Recorded information:

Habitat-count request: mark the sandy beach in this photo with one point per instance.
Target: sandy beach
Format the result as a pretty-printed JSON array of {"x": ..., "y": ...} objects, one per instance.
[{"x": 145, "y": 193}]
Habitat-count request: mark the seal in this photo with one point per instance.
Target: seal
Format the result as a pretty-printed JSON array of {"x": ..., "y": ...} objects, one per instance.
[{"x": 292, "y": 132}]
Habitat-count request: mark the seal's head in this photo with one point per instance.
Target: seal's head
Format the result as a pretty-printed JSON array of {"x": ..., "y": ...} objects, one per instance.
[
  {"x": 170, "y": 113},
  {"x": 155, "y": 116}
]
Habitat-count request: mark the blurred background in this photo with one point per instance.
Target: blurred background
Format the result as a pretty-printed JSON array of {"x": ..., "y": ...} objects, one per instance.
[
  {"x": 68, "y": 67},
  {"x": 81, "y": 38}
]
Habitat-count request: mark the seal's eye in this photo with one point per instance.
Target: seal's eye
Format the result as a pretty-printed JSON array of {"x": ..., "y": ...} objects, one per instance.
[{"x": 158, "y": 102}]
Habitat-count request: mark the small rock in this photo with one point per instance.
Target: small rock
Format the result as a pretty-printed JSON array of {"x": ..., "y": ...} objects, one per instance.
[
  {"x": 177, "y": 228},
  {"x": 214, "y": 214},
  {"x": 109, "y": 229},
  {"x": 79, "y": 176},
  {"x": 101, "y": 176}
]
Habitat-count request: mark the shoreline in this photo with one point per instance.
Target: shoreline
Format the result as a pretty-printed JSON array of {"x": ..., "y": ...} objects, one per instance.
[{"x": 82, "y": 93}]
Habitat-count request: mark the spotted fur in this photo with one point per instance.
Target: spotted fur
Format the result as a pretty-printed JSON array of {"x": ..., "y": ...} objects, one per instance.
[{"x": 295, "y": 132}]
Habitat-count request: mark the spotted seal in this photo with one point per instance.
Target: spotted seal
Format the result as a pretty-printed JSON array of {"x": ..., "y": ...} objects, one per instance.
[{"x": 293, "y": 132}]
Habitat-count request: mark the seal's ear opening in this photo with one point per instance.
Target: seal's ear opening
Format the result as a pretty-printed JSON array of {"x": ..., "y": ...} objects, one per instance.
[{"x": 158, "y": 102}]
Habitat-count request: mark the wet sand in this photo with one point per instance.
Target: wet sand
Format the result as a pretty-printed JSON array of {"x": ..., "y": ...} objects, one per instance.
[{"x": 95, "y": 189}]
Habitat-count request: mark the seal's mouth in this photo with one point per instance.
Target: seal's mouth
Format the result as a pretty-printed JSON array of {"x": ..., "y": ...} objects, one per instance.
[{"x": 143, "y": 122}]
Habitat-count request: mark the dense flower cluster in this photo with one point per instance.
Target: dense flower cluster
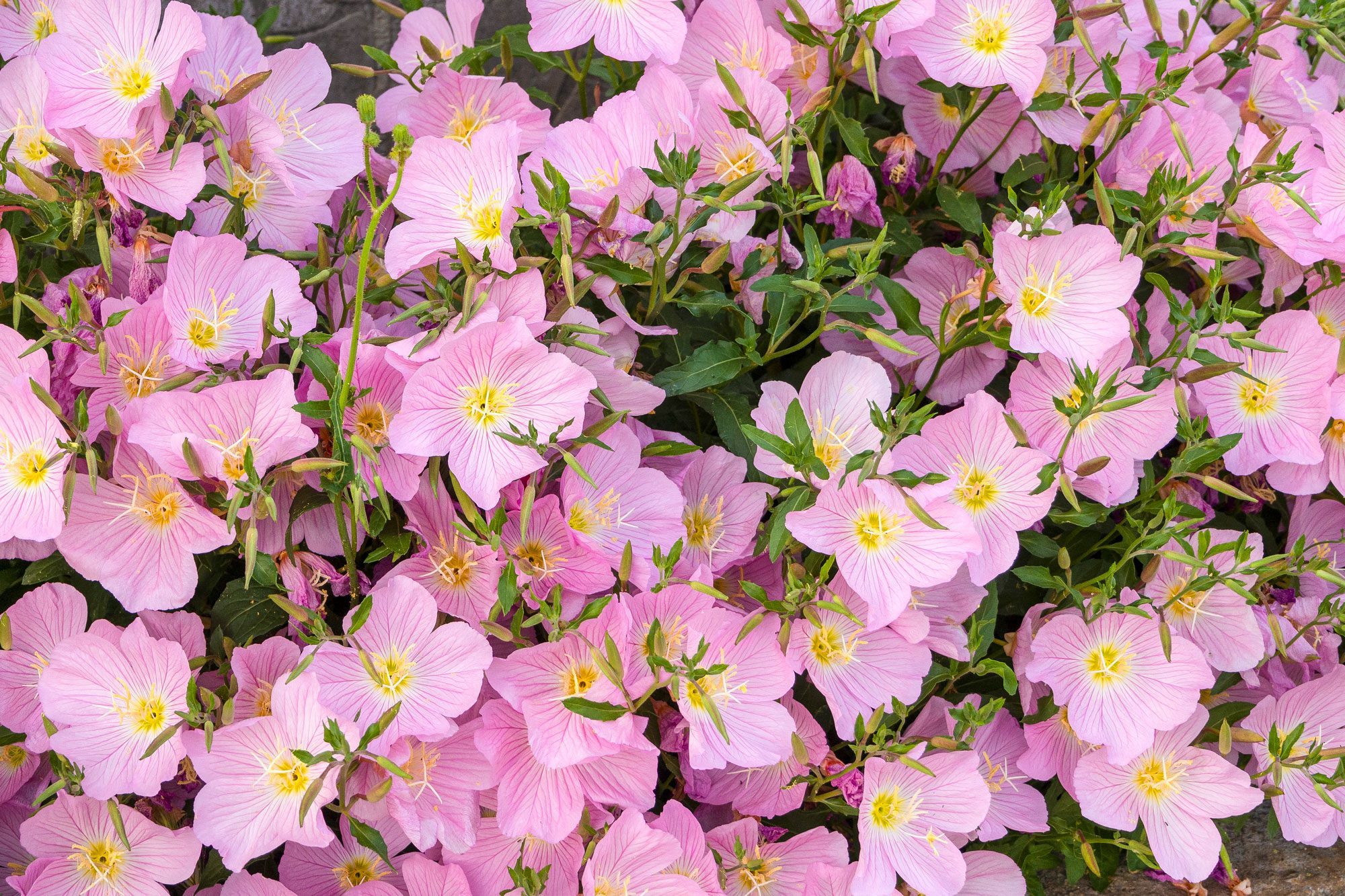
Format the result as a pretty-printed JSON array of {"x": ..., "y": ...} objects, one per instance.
[{"x": 876, "y": 447}]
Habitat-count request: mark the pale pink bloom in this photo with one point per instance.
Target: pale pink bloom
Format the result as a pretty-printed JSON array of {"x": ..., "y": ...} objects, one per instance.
[
  {"x": 1054, "y": 751},
  {"x": 857, "y": 670},
  {"x": 494, "y": 378},
  {"x": 114, "y": 700},
  {"x": 258, "y": 667},
  {"x": 1319, "y": 708},
  {"x": 450, "y": 32},
  {"x": 322, "y": 145},
  {"x": 138, "y": 360},
  {"x": 697, "y": 862},
  {"x": 486, "y": 865},
  {"x": 906, "y": 818},
  {"x": 1284, "y": 405},
  {"x": 377, "y": 397},
  {"x": 461, "y": 575},
  {"x": 734, "y": 34},
  {"x": 1066, "y": 291},
  {"x": 32, "y": 464},
  {"x": 722, "y": 512},
  {"x": 1328, "y": 196},
  {"x": 400, "y": 657},
  {"x": 1114, "y": 678},
  {"x": 763, "y": 791},
  {"x": 626, "y": 505},
  {"x": 458, "y": 196},
  {"x": 613, "y": 370},
  {"x": 215, "y": 299},
  {"x": 24, "y": 28},
  {"x": 933, "y": 122},
  {"x": 107, "y": 64},
  {"x": 459, "y": 107},
  {"x": 1128, "y": 435},
  {"x": 1176, "y": 790},
  {"x": 987, "y": 44},
  {"x": 135, "y": 170},
  {"x": 223, "y": 425},
  {"x": 755, "y": 677},
  {"x": 440, "y": 802},
  {"x": 138, "y": 534},
  {"x": 638, "y": 858},
  {"x": 255, "y": 783},
  {"x": 836, "y": 399},
  {"x": 24, "y": 99},
  {"x": 759, "y": 865},
  {"x": 84, "y": 853},
  {"x": 548, "y": 802},
  {"x": 232, "y": 52},
  {"x": 995, "y": 481},
  {"x": 882, "y": 548},
  {"x": 633, "y": 30},
  {"x": 344, "y": 864},
  {"x": 549, "y": 553},
  {"x": 38, "y": 622},
  {"x": 1219, "y": 619}
]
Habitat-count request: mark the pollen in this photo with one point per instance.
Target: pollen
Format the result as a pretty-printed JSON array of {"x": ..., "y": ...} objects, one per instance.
[
  {"x": 876, "y": 529},
  {"x": 1109, "y": 663},
  {"x": 488, "y": 404}
]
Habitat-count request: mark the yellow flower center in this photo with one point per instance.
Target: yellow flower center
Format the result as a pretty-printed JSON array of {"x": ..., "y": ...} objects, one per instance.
[
  {"x": 876, "y": 529},
  {"x": 1109, "y": 663},
  {"x": 488, "y": 404},
  {"x": 100, "y": 862}
]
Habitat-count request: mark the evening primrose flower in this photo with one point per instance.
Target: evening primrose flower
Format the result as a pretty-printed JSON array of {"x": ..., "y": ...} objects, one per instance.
[{"x": 1114, "y": 678}]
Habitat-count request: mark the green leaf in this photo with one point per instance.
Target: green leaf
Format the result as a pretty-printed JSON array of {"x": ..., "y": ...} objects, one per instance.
[
  {"x": 962, "y": 208},
  {"x": 709, "y": 365},
  {"x": 594, "y": 709}
]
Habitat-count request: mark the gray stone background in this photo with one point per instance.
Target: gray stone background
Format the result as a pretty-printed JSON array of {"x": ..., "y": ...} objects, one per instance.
[{"x": 341, "y": 26}]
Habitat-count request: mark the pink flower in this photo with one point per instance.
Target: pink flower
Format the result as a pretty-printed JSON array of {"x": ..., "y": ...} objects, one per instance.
[
  {"x": 32, "y": 464},
  {"x": 1066, "y": 291},
  {"x": 38, "y": 622},
  {"x": 84, "y": 854},
  {"x": 1113, "y": 677},
  {"x": 114, "y": 700},
  {"x": 1319, "y": 708},
  {"x": 987, "y": 44},
  {"x": 722, "y": 512},
  {"x": 1284, "y": 405},
  {"x": 637, "y": 857},
  {"x": 905, "y": 819},
  {"x": 215, "y": 298},
  {"x": 1218, "y": 619},
  {"x": 857, "y": 670},
  {"x": 139, "y": 534},
  {"x": 882, "y": 548},
  {"x": 836, "y": 397},
  {"x": 995, "y": 481},
  {"x": 461, "y": 107},
  {"x": 223, "y": 425},
  {"x": 1176, "y": 790},
  {"x": 453, "y": 194},
  {"x": 757, "y": 728},
  {"x": 400, "y": 657},
  {"x": 634, "y": 30},
  {"x": 758, "y": 864},
  {"x": 626, "y": 505},
  {"x": 548, "y": 802},
  {"x": 493, "y": 378},
  {"x": 255, "y": 783},
  {"x": 1128, "y": 435},
  {"x": 108, "y": 64}
]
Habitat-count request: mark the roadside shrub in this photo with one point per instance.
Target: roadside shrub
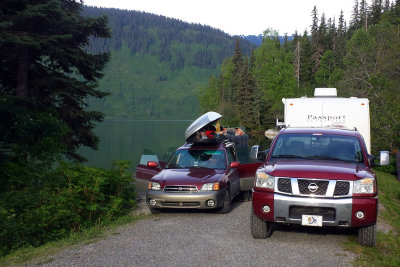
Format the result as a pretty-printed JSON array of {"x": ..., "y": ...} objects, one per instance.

Stated goal: Recast everything from the line containing "Habitat-count request: mark the roadside" down to the end of the entries as a numbered list, skipping blank lines and leaving out any picture.

Task result:
1. Habitat-count request: mark the roadside shrub in this photo with one point per instance.
2. Target: roadside shrub
3. Format the result as a pretty-printed JSON array of {"x": ..., "y": ...} objects, one per instance.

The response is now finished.